• **Task prompt**: Find each line in the records below that contains the word "target" and copy those lines. Uppercase and lowercase must match.

• **Data shown**:
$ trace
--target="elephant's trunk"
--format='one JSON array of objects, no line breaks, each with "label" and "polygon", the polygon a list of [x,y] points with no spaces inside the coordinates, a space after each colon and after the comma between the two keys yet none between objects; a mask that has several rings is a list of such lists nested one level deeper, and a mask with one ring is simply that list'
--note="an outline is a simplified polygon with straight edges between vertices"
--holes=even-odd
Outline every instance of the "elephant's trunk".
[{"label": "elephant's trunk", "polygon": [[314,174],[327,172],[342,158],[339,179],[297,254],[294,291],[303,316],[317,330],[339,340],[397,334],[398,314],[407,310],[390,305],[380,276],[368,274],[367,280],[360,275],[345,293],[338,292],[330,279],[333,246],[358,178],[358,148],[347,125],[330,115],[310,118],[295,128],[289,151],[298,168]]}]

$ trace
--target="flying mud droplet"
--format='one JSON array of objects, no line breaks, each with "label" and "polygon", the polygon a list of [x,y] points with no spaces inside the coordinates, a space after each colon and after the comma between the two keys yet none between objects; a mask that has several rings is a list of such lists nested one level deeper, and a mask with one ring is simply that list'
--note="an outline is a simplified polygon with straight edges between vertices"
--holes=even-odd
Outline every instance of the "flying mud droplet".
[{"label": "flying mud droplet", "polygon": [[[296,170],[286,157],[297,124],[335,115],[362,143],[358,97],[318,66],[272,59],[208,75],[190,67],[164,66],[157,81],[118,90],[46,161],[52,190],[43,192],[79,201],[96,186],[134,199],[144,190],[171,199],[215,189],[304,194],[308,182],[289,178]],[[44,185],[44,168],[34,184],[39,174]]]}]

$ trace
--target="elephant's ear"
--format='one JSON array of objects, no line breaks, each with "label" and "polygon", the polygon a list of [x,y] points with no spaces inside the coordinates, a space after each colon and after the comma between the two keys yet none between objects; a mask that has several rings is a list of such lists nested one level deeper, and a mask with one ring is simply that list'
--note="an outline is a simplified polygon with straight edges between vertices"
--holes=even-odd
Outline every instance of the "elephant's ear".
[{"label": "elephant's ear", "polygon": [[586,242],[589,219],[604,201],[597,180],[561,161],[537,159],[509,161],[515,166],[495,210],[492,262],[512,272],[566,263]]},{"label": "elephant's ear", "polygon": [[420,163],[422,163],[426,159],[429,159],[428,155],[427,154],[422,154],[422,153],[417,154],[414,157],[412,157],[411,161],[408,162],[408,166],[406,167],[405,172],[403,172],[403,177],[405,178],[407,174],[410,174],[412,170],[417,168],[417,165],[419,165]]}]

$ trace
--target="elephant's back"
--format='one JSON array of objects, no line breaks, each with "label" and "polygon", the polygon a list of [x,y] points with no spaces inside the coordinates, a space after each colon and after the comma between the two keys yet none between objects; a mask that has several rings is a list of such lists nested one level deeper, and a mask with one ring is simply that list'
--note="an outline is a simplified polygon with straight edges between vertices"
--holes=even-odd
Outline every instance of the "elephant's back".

• **Output for this task**:
--target="elephant's trunk"
--target="flying mud droplet"
--target="elephant's ear"
--target="elephant's back"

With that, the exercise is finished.